◆ **Exercise instructions**
Below are the records; give again exactly the lines that run from the one with "Report one point per instance of the sky" through the last line.

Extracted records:
---------------

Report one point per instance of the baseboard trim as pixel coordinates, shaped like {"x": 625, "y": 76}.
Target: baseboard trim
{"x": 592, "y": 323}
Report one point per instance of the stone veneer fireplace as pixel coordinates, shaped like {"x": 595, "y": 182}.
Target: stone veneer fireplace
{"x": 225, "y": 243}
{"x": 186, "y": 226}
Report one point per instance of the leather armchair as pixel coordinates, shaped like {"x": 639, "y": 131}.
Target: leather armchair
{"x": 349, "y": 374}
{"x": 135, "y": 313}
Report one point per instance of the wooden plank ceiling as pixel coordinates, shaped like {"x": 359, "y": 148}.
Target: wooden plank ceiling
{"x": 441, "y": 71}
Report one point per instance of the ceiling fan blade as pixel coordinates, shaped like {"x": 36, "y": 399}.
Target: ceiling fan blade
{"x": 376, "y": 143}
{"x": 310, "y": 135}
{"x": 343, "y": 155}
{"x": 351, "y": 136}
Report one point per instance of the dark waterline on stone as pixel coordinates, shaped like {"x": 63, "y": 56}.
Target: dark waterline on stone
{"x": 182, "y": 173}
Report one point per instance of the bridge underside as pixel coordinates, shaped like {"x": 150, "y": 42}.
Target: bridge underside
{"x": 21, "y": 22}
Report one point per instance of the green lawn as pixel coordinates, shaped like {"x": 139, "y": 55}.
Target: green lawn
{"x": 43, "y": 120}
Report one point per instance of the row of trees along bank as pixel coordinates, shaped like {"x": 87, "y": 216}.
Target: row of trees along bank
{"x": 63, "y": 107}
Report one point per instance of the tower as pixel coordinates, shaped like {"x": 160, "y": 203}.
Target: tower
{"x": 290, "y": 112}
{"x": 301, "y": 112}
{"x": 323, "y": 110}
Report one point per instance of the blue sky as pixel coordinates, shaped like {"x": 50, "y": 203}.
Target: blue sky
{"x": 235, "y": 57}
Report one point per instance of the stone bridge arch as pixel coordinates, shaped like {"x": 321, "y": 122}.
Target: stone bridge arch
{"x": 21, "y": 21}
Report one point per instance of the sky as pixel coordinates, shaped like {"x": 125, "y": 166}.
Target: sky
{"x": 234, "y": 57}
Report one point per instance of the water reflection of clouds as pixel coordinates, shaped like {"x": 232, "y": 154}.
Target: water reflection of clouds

---------------

◆ **Problem solution**
Report one point per instance of the sky as pixel coordinates, shaped like {"x": 125, "y": 166}.
Target: sky
{"x": 234, "y": 57}
Report one point per instance of the water reflection of clouds as pixel coordinates, shaped like {"x": 232, "y": 154}.
Target: water reflection of clouds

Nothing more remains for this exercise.